> [Description of the task] Pull out each line in the listing below that contains the word "chair", and copy those lines unchanged.

> [Supplied material]
◆ ◆ ◆ ◆ ◆

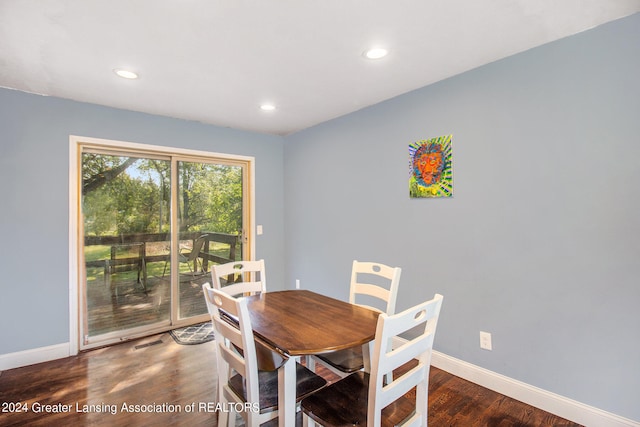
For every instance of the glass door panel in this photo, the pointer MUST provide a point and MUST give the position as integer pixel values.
(210, 221)
(151, 226)
(126, 223)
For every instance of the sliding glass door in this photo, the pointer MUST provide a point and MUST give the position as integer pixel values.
(152, 224)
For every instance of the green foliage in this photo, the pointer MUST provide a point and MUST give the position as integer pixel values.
(132, 195)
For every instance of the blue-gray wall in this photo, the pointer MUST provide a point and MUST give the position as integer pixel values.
(540, 244)
(34, 218)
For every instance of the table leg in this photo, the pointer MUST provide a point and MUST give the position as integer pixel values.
(287, 393)
(367, 351)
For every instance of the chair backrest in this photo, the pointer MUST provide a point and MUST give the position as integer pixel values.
(234, 342)
(240, 278)
(197, 247)
(422, 320)
(364, 272)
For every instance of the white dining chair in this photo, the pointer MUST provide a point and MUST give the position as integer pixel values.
(240, 278)
(367, 399)
(375, 286)
(240, 381)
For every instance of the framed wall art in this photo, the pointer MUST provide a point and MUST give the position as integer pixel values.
(430, 165)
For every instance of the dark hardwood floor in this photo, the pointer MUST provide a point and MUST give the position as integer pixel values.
(175, 385)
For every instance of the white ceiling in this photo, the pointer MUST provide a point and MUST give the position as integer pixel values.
(216, 61)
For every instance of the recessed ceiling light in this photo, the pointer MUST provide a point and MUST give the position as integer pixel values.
(376, 53)
(125, 74)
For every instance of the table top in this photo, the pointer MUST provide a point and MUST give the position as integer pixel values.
(301, 322)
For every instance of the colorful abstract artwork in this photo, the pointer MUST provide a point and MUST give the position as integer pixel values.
(430, 165)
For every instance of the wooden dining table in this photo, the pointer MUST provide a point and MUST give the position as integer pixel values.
(300, 323)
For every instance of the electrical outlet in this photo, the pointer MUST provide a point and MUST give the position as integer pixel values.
(485, 340)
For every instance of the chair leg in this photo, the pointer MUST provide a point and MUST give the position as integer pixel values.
(223, 418)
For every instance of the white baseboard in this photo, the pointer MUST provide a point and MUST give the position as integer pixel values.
(534, 396)
(33, 356)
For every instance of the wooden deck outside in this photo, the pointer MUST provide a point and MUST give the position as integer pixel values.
(131, 305)
(128, 278)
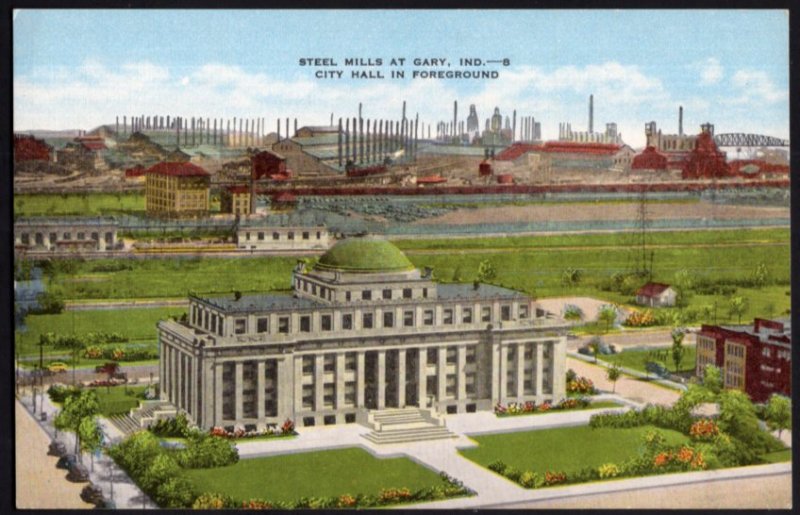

◆ ◆ ◆ ◆ ◆

> [The output]
For every instance of the chair backrest in this photo, the pointer MUST provide a point and MUST give the position as integer pixel values.
For every instance of the white dining chair in this photo, the pointer MUST provide a point and MUST give the position as integer pixel values.
For every instance of the chair leg in this photo, the pointer MUST provide a point and MUST give the position as integer pixel values.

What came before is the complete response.